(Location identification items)
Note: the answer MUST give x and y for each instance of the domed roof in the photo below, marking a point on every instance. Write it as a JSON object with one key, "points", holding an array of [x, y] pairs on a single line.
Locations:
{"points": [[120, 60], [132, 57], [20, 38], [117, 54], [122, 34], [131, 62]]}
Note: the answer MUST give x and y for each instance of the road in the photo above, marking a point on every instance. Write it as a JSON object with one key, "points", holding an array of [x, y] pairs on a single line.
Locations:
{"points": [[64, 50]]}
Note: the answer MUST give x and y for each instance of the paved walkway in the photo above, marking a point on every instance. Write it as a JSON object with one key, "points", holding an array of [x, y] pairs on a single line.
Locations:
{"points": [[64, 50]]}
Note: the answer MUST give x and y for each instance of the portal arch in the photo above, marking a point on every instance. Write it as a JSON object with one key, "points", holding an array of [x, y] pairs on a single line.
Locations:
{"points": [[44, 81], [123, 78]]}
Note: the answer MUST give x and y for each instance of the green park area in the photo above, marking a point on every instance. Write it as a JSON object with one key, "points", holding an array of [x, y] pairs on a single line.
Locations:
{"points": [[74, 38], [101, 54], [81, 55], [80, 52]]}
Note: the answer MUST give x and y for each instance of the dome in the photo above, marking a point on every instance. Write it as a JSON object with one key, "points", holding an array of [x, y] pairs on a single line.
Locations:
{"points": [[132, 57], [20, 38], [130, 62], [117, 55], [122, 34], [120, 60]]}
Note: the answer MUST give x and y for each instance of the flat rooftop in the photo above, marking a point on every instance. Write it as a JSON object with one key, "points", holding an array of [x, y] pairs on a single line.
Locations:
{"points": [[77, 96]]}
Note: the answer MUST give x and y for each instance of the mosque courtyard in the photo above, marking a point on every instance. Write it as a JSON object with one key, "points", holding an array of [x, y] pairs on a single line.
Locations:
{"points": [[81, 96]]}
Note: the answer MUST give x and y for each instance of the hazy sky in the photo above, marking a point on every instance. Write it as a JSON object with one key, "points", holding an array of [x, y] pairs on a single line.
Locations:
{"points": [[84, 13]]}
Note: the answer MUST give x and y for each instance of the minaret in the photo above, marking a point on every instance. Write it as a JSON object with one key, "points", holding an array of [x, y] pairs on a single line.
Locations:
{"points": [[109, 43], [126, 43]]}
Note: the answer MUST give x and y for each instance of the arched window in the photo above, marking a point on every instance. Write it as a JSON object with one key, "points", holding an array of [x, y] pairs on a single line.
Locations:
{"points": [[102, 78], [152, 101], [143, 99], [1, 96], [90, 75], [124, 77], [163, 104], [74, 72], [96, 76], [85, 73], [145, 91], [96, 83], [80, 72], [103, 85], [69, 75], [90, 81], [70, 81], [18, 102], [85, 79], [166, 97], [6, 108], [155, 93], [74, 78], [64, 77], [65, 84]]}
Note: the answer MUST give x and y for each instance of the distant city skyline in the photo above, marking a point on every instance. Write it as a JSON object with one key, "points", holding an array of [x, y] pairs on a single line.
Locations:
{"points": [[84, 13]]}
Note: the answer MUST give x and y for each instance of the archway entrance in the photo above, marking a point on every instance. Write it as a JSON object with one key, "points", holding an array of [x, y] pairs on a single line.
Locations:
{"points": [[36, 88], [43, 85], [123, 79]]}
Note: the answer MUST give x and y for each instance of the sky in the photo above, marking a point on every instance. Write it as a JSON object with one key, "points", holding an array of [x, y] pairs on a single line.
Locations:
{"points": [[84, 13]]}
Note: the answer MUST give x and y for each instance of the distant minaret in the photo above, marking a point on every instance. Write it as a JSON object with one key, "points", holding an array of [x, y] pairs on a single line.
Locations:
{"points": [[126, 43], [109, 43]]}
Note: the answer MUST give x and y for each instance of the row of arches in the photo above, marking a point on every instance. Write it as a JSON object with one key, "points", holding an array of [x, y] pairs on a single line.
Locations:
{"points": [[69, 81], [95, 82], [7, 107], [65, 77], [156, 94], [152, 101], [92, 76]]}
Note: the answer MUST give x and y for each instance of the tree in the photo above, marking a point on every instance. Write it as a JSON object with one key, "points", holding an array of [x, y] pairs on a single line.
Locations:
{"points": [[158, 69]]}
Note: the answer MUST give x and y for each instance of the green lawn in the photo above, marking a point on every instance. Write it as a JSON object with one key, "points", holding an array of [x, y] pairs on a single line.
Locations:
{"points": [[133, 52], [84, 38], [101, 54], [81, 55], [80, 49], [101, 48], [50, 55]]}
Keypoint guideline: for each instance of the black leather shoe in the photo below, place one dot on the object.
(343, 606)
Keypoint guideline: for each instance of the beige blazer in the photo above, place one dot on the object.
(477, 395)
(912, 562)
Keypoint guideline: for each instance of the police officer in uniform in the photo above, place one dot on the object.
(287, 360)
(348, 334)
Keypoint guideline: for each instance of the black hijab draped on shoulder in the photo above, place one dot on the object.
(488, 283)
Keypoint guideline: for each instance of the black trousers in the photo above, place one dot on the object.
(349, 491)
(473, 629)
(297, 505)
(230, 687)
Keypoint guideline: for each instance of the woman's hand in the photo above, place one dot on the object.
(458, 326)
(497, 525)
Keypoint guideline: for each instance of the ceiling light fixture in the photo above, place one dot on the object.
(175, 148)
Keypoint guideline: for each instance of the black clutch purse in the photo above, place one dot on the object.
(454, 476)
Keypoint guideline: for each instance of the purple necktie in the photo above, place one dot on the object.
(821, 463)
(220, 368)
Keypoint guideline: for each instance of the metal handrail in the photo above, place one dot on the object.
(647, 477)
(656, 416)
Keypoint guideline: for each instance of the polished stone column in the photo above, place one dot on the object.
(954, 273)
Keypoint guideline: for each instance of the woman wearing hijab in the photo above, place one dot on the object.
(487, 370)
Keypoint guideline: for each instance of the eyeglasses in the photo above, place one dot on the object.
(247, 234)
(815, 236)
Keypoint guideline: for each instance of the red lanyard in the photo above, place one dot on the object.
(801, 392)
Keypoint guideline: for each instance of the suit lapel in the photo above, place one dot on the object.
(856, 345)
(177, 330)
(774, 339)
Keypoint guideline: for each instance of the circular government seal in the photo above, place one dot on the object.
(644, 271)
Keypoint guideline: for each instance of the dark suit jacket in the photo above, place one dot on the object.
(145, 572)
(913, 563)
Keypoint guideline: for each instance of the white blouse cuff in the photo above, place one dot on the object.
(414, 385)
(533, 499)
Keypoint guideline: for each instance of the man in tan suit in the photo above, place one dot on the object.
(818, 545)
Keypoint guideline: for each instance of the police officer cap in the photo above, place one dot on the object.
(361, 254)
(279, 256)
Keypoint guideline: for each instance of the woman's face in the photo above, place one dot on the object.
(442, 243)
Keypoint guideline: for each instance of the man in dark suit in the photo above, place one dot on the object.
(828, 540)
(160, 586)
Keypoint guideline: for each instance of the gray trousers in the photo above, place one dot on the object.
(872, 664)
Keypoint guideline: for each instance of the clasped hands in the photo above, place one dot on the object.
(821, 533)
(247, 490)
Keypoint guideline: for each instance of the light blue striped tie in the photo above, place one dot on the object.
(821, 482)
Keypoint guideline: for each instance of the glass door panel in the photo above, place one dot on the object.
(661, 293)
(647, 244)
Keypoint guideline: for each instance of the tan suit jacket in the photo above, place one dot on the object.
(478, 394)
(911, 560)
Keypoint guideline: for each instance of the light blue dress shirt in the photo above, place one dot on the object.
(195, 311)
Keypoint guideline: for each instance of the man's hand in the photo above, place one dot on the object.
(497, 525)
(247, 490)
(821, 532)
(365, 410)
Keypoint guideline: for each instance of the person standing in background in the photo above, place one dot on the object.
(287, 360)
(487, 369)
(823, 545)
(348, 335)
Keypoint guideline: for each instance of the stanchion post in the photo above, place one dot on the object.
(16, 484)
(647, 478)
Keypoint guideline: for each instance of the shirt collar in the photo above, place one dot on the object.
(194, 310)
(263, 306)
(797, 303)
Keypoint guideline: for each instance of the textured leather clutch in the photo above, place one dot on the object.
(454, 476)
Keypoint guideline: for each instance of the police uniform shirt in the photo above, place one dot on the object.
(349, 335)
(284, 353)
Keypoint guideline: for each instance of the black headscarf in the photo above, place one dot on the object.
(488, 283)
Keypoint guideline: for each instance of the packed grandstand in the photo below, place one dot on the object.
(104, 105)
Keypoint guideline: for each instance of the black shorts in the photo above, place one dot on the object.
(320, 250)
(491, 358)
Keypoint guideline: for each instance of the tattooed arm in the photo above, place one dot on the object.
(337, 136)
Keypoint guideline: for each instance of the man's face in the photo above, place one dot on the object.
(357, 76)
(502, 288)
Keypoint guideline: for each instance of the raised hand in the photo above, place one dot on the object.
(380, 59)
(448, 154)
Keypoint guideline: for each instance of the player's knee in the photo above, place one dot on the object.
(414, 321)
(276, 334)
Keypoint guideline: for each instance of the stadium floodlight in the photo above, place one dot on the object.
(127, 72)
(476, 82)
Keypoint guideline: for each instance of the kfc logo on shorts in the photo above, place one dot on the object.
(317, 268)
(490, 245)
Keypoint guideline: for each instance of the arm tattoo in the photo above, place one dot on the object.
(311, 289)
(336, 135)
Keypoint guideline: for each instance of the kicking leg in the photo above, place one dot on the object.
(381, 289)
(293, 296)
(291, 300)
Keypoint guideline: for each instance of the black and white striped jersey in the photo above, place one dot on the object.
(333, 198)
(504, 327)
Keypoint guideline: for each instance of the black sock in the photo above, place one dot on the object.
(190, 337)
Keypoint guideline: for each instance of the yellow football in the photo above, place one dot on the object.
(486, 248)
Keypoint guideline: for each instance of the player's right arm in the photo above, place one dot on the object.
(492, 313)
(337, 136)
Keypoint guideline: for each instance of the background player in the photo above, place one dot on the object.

YOUR INSTRUCTIONS — Starting from the line with "Keypoint guideline: for each instance of the kicking" and ending with the final line of the data, quote every line exactly, both ends included.

COMPLETE RESPONSE —
Keypoint guideline: for each instance of the kicking leg in the photo above, place one dot on the object.
(381, 289)
(293, 296)
(291, 300)
Keypoint guideline: for each instance of the black and white striped jersey in the photo above, place one dot on the object.
(333, 198)
(504, 327)
Keypoint guideline: for each instance of the black sock in the photo above, place one dot on the object.
(190, 337)
Keypoint guideline: for each instance of the yellow football in the photo above, place one dot on the object.
(486, 248)
Keypoint guideline: for each instance of the player's right arm in the photo above, place one dot on the object.
(492, 313)
(337, 136)
Keypoint guideline: for each instance of the background player in the photo above, place one dot on the object.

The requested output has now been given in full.